Extract each line below that contains the word "white".

_Given information_

-- BEGIN --

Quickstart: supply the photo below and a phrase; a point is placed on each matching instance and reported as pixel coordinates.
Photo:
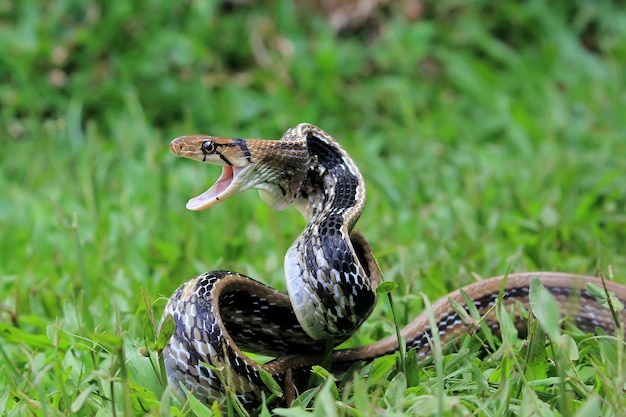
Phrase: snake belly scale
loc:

-- END --
-- BEGIN --

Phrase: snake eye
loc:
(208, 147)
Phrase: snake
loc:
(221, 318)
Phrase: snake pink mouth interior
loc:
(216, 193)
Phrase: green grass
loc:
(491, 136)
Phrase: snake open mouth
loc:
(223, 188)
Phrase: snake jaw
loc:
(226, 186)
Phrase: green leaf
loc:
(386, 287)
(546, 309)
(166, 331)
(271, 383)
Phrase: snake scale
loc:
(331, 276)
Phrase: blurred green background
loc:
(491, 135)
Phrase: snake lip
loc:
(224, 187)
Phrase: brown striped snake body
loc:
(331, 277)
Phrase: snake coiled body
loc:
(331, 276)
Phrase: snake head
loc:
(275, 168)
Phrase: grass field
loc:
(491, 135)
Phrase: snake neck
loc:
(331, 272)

-- END --
-- BEGIN --

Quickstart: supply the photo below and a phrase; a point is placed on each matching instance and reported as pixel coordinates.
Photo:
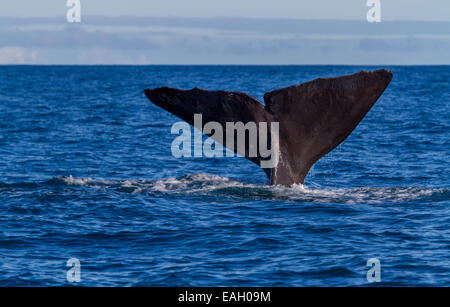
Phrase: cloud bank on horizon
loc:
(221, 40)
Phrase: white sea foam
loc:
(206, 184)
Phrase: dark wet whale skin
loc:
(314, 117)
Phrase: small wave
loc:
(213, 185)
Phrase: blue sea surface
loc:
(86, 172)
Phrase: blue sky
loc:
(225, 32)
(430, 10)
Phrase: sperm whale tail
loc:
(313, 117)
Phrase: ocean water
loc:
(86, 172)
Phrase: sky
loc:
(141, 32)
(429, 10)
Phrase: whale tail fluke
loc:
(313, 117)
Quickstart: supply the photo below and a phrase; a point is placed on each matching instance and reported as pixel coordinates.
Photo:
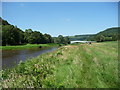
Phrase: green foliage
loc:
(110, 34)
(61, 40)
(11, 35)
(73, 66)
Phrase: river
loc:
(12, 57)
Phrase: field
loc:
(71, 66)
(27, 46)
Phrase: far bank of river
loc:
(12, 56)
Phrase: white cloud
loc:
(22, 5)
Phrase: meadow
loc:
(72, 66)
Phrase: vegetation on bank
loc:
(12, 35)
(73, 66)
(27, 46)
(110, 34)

-- END --

_Expected output_
Phrase: white sea foam
Phrase: white cloud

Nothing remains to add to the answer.